## ОТРЫВОК
# # # #

Тайная история творений
Шрифт:
Да, низведения во плоть летучего вымысла не произошло. Русский царь и его министры не обладали способностями богов… Но если бы произошло? Или скажем иначе: если бы этот паспорт, вообразившийся Гоголю под небом Неаполя, все ж таки существовал в многогранной природе российского государства, в которой есть место любым граням, в том числе и совершенно феерическим. Как воспринял бы Гоголь это овеществление своей фантазии? Возгордился бы он, получив такой паспорт, извлеченный им на свет благодаря тончайшему художническому чутью? Щеголял бы он этим паспортом на дорогах мира, показывая его с ехидным удовольствием всевозможным чиновникам – и таможенным, и полицейским, и даже таким, которые паспорта никогда и не требуют?…
Ясно,
Этот образ принадлежит, быть может, в качестве юнговского архетипа коллективному бессознательному. Или даже – в качестве чистого первообраза всех паспартов на свете – платоновским небесам.

# # # #

Записи из набора данных
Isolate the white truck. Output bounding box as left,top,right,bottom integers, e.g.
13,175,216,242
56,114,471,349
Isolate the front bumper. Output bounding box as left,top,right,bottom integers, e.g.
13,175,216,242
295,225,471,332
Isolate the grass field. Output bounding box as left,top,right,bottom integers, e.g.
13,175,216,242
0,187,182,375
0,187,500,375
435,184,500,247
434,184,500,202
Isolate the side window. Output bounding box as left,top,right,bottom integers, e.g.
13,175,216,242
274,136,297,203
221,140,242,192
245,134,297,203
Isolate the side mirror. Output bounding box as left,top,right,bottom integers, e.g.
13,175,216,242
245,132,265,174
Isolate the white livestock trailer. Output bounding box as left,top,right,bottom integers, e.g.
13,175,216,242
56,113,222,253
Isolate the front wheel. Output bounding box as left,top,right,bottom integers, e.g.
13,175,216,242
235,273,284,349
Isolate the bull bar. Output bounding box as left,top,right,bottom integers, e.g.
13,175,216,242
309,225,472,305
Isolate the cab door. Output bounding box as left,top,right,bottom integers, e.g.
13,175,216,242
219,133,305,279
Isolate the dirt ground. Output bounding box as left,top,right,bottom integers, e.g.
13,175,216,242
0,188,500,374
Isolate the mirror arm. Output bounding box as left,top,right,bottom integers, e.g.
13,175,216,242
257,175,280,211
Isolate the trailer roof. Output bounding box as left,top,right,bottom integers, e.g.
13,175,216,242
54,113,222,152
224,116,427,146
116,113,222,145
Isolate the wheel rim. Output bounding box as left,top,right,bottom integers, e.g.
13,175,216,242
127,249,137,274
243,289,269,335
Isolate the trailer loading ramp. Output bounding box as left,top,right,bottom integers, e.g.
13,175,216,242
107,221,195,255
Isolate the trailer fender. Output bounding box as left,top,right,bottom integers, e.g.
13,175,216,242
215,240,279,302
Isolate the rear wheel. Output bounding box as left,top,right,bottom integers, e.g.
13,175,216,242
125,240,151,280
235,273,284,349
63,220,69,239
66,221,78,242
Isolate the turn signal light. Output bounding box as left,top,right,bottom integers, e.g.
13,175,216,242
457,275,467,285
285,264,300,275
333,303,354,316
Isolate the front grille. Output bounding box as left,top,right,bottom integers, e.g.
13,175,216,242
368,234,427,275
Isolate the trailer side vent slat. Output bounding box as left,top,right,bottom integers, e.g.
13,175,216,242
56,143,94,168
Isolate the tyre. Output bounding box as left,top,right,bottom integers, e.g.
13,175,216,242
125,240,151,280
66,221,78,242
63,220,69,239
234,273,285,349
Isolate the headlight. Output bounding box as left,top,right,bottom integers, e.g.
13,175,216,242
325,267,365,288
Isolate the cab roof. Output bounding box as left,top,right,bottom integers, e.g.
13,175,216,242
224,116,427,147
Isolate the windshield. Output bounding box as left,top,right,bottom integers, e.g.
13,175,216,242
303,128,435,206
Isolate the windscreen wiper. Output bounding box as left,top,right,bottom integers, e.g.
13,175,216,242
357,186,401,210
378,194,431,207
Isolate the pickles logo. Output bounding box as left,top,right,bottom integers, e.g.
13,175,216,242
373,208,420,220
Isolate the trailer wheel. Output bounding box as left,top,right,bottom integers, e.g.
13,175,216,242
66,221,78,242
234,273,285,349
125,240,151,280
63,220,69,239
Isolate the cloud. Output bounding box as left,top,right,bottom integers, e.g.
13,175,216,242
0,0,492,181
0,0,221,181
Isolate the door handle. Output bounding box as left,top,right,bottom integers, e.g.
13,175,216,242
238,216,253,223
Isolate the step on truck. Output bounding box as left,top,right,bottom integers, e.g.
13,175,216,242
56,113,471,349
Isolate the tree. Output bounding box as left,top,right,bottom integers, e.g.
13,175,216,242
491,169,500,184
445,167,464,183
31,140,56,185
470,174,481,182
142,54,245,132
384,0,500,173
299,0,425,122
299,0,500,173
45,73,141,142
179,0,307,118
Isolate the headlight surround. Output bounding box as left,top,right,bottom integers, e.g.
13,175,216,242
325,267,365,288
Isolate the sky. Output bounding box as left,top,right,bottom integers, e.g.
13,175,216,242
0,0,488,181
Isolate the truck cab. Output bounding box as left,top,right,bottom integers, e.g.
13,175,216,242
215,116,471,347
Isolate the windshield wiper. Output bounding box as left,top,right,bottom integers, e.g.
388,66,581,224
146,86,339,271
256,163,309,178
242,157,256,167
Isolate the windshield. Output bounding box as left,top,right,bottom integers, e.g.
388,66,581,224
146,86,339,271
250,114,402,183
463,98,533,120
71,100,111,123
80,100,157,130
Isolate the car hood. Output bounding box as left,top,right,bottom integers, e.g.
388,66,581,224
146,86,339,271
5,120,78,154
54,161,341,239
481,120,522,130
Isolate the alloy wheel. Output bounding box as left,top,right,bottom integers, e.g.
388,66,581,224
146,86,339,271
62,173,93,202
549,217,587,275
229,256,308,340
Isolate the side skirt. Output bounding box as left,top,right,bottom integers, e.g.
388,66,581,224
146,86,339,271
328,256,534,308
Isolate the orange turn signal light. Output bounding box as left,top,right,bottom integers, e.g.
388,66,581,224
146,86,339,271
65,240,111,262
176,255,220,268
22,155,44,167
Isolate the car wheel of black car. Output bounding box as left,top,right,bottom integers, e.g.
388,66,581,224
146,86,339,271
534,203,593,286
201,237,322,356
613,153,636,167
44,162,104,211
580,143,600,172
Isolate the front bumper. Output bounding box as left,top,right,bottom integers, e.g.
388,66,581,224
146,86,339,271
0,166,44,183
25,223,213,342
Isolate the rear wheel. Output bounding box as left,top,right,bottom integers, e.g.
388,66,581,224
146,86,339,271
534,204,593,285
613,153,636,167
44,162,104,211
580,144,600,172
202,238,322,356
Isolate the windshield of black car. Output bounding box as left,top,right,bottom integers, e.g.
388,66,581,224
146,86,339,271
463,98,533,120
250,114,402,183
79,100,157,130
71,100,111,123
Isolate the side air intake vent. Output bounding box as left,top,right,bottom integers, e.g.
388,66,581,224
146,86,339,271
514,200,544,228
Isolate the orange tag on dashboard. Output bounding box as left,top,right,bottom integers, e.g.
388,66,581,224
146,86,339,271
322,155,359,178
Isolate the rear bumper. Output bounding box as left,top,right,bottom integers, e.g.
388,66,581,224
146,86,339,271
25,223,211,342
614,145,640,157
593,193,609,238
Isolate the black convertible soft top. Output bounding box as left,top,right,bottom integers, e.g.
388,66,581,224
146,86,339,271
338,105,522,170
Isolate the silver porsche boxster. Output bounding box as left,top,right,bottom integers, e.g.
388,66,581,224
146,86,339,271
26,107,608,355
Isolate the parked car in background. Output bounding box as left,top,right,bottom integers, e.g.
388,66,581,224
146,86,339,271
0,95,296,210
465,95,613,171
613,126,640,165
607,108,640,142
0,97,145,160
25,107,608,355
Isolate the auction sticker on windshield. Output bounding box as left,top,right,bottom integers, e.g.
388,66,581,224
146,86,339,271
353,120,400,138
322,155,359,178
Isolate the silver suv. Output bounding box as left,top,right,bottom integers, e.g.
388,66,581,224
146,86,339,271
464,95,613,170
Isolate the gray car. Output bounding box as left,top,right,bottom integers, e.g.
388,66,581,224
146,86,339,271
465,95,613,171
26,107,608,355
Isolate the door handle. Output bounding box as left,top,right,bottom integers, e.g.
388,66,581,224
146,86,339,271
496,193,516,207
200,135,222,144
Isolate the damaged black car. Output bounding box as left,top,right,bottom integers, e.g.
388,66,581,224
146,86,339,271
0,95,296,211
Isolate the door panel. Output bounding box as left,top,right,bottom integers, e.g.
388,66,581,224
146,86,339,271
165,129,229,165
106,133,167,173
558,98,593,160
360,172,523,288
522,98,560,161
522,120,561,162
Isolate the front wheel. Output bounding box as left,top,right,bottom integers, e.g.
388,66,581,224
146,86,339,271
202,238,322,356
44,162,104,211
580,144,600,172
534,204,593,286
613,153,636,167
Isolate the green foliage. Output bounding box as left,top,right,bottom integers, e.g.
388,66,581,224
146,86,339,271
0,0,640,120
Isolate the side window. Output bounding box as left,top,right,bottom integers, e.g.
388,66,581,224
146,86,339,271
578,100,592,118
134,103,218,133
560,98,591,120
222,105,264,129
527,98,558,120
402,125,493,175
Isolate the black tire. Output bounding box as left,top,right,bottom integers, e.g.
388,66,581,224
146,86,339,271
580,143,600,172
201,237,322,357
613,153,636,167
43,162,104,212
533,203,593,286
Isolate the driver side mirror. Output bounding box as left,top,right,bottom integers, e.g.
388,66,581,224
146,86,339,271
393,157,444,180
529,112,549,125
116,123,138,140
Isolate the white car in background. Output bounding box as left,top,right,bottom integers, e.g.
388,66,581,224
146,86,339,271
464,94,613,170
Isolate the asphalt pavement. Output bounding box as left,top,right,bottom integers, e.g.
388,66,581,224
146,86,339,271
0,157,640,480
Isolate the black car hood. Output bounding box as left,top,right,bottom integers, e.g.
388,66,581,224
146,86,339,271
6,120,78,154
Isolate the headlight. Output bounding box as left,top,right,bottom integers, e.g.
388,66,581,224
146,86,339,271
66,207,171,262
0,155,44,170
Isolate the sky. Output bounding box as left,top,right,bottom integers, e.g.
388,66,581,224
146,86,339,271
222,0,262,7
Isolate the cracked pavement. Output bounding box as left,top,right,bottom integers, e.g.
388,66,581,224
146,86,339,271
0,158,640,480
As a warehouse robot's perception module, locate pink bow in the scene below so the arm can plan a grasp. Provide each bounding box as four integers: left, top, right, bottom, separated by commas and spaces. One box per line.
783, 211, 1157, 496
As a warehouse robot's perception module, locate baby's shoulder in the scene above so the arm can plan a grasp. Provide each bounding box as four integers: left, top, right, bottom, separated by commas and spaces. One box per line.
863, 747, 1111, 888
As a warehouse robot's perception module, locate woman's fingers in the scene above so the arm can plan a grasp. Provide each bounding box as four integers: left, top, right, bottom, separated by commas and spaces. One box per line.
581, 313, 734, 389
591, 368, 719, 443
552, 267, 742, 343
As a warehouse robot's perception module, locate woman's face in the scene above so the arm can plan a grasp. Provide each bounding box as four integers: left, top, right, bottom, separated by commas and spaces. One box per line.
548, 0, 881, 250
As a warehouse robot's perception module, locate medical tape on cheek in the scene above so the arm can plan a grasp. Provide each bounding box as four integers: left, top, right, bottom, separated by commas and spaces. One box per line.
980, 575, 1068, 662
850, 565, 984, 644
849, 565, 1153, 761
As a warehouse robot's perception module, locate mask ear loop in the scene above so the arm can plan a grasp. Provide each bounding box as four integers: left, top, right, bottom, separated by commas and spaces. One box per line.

# # # #

## ЗАДАНИЕ
Продолжите отрывок о воображаемом паспорте Гоголя, начав сразу после его последнего предложения.

## ОТВЕТ
Гоголь и рай
Вечный город не вдруг приобрел для Гоголя свойства рая. Когда он впервые увидел Рим, город показался ему неожиданно маленьким и захолустным. Поначалу Гоголь даже “не мог дать себе ясного отчета” в своих впечатлениях. Что это? Где великий и грозно блистательный Рим? Где следы его сиятельного могущества?… Какие-то узкие, темные улочки, гирлянды застиранного белья, монахи верхом на ослах, полуразваленные тележки; по городу бродят козы, объедая листья с кустов, выросших кое-где прямо из стен обветшалых домов, – повсюду знаки будничной, мирной ничтожности.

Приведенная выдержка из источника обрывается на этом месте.